Exercise details: Recast the data below as a Markdown table with the columns Row and Line, putting each non-blank line in its own numbered row.

Excerpted data:
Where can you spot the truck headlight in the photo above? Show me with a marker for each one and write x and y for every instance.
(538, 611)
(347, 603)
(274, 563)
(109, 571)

Response:
| Row | Line |
|---|---|
| 1 | Where can you spot the truck headlight in the photo above? Show me with a marker for each one and write x and y for every instance. |
| 2 | (538, 611) |
| 3 | (347, 603) |
| 4 | (274, 563) |
| 5 | (109, 571) |